◆ AIM OF THE TASK ◆
Copy the material below line for line, without altering anything.

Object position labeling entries
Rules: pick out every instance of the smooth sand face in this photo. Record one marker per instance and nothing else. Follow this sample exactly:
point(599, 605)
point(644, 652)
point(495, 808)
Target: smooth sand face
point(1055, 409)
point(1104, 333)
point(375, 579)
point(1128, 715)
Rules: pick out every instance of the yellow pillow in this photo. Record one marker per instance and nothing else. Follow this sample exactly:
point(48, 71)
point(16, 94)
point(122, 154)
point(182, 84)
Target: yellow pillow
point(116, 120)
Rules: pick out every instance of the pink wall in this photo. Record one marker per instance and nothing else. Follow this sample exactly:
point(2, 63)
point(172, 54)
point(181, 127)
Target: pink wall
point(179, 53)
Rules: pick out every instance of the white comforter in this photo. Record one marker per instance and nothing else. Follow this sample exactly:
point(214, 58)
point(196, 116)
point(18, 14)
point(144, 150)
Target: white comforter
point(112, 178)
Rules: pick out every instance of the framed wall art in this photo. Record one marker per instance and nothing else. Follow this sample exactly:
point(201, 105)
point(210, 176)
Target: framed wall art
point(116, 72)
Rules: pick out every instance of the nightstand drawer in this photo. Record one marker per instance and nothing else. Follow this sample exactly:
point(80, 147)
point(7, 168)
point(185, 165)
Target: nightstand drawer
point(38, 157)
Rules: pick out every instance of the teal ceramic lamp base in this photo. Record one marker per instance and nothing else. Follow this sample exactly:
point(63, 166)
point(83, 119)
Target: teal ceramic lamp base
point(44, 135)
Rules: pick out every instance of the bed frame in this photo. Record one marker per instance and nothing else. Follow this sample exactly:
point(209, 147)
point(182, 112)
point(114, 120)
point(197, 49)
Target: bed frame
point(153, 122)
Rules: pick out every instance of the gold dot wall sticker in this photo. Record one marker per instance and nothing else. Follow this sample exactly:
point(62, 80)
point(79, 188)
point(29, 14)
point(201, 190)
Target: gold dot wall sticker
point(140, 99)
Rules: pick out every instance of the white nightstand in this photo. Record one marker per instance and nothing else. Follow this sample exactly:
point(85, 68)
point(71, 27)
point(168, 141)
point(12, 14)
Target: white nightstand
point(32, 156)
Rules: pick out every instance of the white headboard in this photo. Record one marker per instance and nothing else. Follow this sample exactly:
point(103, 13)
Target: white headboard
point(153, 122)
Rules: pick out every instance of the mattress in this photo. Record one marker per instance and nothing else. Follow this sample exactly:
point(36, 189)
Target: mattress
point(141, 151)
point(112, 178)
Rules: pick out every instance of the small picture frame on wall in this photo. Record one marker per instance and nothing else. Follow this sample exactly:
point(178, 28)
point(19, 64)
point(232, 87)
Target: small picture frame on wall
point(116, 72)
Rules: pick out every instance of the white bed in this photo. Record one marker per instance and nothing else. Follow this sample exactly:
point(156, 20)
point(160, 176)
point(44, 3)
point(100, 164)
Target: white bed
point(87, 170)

◆ RIGHT ANSWER ◆
Rules: pick out every instance of the smooth sand face in this photo. Record one marker per instance and nothing else. Follow this sample exactly:
point(599, 605)
point(644, 652)
point(495, 808)
Target: smooth sand face
point(1055, 409)
point(1104, 333)
point(375, 579)
point(1128, 715)
Rules: pick out every instance of the yellow pillow in this photo. Record one marker per instance and nothing else. Follow this sample exactly:
point(48, 71)
point(16, 94)
point(122, 154)
point(182, 84)
Target: yellow pillow
point(116, 120)
Rules: pick out every instance of the pink wall in this photo. Record one marker per instance and nothing else. Follow this sample exactly:
point(2, 63)
point(172, 54)
point(181, 127)
Target: pink wall
point(179, 53)
Rules: pick out every instance of the white comforter in this photo. Record one marker per instance and nothing else. Follow this sample exactly:
point(214, 58)
point(196, 116)
point(18, 14)
point(144, 150)
Target: white comforter
point(112, 178)
Rules: pick out every instance of the framed wall art in this photo. Record one marker per instance and nothing else. Follow this sample exactly:
point(201, 105)
point(210, 176)
Target: framed wall art
point(116, 72)
Rules: pick out every instance of the nightstand drawer in this photo. Record one marker per instance and nothing else. Follow this sample exactly:
point(80, 147)
point(7, 168)
point(185, 165)
Target: nightstand drawer
point(38, 157)
Rules: pick out every instance of the teal ceramic lamp base in this photo. Record one marker per instance and nothing else. Follow this sample exactly:
point(63, 166)
point(83, 119)
Target: teal ceramic lamp base
point(44, 135)
Rules: pick out every instance of the bed frame in this photo. Record one marker per instance and nothing else. Follow this sample exactly:
point(209, 147)
point(182, 112)
point(114, 120)
point(197, 49)
Target: bed frame
point(153, 122)
Rules: pick out every instance of the gold dot wall sticker in this photo. Record one marker per instance and nothing else. Follow this sample exactly:
point(62, 80)
point(79, 188)
point(29, 14)
point(201, 190)
Target: gold dot wall sticker
point(140, 99)
Rules: pick out every instance of the white nightstand in this photo. Record one marker per instance and nothing else. Follow this sample exactly:
point(85, 68)
point(71, 27)
point(168, 141)
point(12, 14)
Target: white nightstand
point(32, 156)
Rules: pick out every instance of the white headboard in this photo. Record one marker per instance and nothing else. Follow this sample exactly:
point(103, 13)
Target: white headboard
point(153, 122)
Rules: pick out every instance of the mattress in this photo. Record one marker per instance and nothing else. Follow this sample exactly:
point(36, 189)
Target: mattress
point(141, 151)
point(112, 178)
Rules: pick out every instance of the small picture frame on wall in this photo. Record one marker per instance and nothing else. Follow this sample exactly:
point(178, 28)
point(19, 64)
point(232, 87)
Target: small picture frame on wall
point(116, 72)
Rules: pick out every instance of the white bed in this photo. Record one marker per instance and nothing else. Follow this sample exactly:
point(156, 20)
point(160, 176)
point(44, 3)
point(100, 164)
Target: white bed
point(87, 170)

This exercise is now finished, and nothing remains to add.